(PROMPT):
Pick out every line in the records below that contains the word "silver" and copy each one in full.

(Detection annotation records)
# # # # # # #
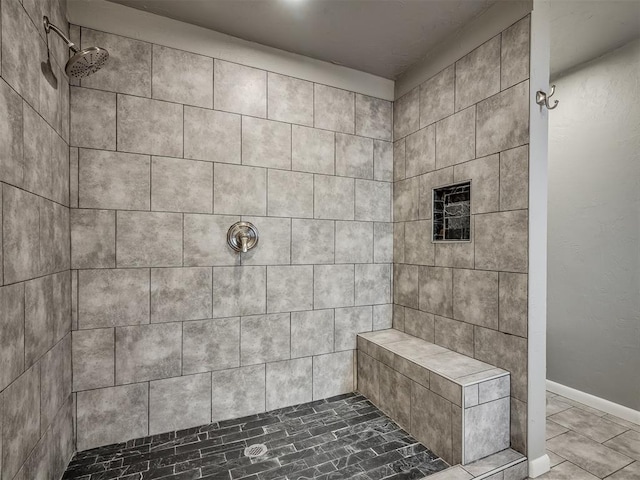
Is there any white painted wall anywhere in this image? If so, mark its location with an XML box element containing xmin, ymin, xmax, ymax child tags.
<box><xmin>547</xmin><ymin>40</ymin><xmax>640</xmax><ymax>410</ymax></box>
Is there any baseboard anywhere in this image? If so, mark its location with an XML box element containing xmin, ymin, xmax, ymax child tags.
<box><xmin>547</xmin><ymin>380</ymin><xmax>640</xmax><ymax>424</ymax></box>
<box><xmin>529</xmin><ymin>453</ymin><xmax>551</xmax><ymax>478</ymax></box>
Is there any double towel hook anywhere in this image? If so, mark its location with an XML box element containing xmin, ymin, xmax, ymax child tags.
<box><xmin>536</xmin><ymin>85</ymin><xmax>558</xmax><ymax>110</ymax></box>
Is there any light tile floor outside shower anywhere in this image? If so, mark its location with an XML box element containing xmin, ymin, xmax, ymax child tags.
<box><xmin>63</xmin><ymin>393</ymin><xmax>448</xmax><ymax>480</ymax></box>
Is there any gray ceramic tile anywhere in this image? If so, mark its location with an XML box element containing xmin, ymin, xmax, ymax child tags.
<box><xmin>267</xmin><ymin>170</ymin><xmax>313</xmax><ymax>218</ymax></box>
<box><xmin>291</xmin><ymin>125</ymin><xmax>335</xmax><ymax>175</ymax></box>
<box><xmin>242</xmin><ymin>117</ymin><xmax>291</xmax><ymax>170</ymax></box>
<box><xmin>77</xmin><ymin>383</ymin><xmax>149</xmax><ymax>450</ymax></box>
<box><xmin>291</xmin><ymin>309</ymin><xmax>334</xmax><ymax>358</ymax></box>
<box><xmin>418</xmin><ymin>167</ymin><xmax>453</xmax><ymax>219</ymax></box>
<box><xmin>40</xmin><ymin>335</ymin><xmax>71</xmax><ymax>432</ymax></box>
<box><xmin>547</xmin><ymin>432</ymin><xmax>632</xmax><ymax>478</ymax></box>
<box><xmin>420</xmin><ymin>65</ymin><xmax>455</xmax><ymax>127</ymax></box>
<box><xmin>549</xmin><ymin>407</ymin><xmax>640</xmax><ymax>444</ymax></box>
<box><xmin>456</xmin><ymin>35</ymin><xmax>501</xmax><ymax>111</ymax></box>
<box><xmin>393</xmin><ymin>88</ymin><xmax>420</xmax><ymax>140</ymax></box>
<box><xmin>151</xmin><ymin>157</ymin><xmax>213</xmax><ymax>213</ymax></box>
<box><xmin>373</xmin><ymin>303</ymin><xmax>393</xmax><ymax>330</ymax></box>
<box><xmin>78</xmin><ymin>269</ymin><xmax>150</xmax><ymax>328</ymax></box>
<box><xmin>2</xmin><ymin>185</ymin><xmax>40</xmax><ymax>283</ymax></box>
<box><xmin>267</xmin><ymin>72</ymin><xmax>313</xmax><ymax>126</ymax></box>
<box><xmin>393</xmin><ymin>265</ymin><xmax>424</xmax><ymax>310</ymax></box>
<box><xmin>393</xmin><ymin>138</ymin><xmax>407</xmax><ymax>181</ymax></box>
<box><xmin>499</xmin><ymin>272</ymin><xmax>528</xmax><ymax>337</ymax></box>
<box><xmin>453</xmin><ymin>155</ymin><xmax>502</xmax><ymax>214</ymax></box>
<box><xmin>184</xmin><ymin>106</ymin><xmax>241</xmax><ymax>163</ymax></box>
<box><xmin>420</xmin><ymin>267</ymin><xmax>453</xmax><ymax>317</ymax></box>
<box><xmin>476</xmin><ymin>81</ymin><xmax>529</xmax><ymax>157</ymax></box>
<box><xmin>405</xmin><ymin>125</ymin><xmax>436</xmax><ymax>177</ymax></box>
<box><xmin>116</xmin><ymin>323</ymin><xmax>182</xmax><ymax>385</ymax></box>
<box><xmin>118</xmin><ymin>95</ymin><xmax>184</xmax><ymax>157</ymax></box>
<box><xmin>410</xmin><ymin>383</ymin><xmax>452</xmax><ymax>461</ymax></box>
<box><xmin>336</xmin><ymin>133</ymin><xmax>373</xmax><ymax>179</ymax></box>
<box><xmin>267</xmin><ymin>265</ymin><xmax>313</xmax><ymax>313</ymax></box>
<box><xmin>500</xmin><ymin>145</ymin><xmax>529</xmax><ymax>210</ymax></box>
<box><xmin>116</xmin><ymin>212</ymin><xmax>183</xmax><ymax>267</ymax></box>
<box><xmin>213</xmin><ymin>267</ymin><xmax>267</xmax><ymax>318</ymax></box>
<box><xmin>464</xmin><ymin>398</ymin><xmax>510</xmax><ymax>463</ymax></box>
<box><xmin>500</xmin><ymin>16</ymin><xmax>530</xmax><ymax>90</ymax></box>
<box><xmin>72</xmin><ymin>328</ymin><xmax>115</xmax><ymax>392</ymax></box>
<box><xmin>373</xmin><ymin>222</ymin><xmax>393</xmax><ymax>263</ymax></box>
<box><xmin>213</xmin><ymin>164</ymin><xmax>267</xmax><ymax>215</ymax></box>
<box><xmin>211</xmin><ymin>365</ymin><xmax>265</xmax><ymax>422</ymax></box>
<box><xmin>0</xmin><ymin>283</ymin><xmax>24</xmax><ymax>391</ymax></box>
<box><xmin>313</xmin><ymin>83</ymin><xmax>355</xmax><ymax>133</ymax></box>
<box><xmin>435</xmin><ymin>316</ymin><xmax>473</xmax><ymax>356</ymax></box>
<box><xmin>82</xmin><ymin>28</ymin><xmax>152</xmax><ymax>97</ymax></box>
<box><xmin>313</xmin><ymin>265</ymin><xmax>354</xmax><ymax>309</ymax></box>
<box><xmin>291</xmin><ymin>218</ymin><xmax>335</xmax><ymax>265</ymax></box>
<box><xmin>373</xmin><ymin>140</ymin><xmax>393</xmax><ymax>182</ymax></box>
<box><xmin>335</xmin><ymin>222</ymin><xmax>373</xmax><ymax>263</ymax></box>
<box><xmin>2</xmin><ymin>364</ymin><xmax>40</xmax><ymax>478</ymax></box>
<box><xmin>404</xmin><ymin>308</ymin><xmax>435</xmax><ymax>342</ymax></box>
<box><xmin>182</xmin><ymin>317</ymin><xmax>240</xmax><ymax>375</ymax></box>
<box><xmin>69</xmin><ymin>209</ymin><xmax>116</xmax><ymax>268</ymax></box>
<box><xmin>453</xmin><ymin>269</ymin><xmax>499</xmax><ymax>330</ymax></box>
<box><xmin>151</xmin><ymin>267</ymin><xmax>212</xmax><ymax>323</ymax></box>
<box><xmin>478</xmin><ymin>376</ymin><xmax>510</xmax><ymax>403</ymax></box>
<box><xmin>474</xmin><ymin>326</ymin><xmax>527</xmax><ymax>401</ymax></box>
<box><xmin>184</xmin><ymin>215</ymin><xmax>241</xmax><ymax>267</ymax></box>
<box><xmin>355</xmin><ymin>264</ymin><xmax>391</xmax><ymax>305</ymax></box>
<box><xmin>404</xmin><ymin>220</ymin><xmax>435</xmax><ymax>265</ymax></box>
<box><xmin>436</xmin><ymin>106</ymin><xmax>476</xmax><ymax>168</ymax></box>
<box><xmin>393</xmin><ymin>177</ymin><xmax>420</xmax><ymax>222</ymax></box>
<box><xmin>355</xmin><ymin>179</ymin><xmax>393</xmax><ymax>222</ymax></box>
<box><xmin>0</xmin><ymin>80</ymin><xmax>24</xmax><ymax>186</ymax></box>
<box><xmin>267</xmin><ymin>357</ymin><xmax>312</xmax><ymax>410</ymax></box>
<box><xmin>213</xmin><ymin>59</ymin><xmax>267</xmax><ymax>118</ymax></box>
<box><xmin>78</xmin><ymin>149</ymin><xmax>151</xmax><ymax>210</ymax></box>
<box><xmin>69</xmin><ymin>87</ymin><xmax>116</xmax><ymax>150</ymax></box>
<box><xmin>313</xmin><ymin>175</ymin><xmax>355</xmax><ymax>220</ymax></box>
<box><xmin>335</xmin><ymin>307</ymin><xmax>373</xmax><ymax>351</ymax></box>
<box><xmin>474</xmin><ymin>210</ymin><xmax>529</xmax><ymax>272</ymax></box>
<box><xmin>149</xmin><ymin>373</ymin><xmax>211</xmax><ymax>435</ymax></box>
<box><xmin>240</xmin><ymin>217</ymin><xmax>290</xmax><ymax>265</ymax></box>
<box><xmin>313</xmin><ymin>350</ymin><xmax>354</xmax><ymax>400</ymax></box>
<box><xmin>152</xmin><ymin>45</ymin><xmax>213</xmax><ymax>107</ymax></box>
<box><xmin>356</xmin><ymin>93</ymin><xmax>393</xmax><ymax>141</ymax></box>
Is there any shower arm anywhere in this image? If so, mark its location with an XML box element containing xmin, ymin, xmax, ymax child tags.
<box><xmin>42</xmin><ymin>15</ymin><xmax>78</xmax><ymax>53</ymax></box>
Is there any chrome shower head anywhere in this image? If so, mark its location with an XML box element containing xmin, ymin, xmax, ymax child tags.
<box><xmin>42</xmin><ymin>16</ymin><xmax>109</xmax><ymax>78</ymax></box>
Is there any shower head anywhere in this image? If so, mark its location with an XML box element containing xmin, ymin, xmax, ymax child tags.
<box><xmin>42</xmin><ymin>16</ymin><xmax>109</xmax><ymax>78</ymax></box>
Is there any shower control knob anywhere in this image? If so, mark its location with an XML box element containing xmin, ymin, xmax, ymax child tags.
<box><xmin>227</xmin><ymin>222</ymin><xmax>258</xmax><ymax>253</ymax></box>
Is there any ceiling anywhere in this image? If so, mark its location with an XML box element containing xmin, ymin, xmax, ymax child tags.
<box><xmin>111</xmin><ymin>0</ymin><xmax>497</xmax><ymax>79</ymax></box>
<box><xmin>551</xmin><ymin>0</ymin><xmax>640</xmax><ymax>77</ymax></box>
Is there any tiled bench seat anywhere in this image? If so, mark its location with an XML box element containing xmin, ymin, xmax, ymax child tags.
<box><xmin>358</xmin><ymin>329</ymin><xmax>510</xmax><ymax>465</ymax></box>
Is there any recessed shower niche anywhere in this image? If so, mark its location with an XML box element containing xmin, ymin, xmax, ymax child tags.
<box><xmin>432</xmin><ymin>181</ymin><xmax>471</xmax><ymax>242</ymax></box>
# # # # # # #
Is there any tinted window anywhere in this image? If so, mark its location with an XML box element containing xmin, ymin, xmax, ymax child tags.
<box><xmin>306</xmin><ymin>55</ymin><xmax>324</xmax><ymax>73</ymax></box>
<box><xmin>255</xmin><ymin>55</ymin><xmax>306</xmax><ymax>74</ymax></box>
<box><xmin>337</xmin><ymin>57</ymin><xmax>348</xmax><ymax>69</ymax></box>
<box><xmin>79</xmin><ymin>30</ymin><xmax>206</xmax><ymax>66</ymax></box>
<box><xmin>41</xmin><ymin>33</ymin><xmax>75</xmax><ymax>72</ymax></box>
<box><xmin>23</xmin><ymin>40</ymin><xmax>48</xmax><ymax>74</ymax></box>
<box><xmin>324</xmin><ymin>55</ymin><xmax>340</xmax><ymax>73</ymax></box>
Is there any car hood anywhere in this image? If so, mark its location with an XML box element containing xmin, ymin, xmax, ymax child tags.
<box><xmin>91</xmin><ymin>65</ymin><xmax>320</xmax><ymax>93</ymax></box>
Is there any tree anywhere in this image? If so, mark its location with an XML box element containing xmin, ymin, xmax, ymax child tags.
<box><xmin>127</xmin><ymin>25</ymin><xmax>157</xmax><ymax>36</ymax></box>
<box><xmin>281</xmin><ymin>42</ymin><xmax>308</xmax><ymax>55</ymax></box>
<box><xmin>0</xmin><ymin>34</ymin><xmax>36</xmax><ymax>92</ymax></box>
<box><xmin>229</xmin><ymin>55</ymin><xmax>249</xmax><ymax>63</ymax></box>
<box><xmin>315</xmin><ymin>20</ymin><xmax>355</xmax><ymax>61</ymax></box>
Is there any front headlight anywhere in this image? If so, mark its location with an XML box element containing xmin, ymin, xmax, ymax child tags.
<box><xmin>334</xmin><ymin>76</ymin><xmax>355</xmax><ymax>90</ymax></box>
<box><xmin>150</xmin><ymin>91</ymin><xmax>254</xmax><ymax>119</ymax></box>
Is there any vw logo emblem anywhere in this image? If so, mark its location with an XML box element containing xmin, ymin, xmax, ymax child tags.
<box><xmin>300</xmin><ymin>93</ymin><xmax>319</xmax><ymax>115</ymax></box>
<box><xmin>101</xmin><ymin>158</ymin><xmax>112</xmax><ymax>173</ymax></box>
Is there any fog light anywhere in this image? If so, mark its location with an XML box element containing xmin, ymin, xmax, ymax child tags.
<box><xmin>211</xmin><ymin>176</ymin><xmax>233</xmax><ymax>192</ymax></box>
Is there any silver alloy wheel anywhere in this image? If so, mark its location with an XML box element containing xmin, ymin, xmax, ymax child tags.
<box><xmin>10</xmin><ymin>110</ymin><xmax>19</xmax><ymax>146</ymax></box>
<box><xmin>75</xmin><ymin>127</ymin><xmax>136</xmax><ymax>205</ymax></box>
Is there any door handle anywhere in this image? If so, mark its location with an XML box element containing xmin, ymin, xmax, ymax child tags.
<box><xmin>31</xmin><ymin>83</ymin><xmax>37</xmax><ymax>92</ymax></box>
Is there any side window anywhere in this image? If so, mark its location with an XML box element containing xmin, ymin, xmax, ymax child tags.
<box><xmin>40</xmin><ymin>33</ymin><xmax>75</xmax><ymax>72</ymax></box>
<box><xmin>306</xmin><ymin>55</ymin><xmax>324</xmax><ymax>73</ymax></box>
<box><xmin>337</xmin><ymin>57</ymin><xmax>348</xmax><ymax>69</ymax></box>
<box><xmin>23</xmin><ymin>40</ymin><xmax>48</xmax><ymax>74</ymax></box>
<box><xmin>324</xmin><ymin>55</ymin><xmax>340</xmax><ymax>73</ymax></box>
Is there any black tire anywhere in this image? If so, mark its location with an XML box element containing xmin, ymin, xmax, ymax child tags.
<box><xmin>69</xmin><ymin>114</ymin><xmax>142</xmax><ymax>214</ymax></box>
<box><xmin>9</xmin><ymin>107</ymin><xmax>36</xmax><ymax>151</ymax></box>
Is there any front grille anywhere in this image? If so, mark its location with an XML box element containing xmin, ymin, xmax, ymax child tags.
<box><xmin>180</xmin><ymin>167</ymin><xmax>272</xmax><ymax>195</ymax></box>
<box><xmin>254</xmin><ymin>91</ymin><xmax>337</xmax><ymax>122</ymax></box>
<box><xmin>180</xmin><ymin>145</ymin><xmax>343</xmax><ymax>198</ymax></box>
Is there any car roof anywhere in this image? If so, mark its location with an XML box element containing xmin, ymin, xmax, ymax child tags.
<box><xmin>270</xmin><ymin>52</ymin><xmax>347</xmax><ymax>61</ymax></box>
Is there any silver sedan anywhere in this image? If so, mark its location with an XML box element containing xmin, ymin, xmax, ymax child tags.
# # # # # # #
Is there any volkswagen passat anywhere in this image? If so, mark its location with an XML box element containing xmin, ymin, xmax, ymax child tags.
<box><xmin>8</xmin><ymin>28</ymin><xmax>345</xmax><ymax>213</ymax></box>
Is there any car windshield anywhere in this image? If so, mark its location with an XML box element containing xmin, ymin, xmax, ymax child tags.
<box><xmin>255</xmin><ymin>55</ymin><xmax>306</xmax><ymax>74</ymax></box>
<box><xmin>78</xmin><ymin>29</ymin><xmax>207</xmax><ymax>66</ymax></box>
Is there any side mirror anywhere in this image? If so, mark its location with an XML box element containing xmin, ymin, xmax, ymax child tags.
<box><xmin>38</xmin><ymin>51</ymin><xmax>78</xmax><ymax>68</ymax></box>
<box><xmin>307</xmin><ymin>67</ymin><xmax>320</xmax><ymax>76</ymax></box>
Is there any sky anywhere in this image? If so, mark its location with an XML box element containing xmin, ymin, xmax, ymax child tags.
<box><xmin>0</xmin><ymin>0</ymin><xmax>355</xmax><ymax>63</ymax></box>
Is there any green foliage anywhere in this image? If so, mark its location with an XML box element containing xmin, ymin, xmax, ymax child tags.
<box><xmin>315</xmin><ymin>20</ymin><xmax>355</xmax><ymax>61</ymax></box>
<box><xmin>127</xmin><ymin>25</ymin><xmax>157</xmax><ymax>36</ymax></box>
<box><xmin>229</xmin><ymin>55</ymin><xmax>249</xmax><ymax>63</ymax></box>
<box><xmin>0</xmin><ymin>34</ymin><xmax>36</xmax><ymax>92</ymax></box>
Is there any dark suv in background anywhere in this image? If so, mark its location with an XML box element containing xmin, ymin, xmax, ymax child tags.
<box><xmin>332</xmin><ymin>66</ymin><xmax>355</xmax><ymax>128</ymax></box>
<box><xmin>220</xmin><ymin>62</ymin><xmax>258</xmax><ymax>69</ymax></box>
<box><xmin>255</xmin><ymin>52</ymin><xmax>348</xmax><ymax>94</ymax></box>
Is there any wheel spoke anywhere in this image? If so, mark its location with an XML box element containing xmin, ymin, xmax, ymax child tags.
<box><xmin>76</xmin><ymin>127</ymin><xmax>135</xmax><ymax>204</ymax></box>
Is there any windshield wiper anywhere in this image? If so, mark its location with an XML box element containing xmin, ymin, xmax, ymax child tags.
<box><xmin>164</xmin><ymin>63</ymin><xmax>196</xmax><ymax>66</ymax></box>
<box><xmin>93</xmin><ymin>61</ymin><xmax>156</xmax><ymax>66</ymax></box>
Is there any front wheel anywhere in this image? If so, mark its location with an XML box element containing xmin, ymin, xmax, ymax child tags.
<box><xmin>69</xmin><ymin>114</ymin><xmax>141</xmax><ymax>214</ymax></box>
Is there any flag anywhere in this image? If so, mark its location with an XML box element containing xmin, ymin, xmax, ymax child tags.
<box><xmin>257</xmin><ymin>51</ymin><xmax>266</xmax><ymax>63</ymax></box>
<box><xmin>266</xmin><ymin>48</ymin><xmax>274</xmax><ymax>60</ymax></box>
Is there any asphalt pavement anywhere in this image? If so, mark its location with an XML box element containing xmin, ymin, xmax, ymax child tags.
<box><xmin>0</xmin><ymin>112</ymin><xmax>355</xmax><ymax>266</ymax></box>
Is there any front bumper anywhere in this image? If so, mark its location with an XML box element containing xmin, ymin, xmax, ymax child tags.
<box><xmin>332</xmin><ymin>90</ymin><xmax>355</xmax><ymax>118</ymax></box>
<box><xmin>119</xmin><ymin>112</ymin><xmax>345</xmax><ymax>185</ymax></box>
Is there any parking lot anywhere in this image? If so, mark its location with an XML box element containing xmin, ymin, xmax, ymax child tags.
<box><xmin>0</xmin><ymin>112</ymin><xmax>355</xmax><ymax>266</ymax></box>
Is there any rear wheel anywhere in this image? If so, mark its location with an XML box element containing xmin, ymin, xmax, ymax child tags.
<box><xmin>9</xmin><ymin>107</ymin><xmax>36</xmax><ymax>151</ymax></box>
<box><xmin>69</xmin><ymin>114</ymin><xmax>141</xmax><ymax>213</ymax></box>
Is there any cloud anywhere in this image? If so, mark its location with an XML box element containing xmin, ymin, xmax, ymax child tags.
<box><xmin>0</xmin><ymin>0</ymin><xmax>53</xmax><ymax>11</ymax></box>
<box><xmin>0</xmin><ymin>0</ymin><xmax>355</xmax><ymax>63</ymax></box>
# # # # # # #
(RESULT OF THIS EXERCISE):
Is there any silver alloy wheel anywhere in this image? If so, mark its location with an XML box element containing xmin, ymin, xmax, ymax child tags.
Is there any silver sedan anywhere in this image? If so, mark its location with an XML box element containing xmin, ymin, xmax, ymax child tags.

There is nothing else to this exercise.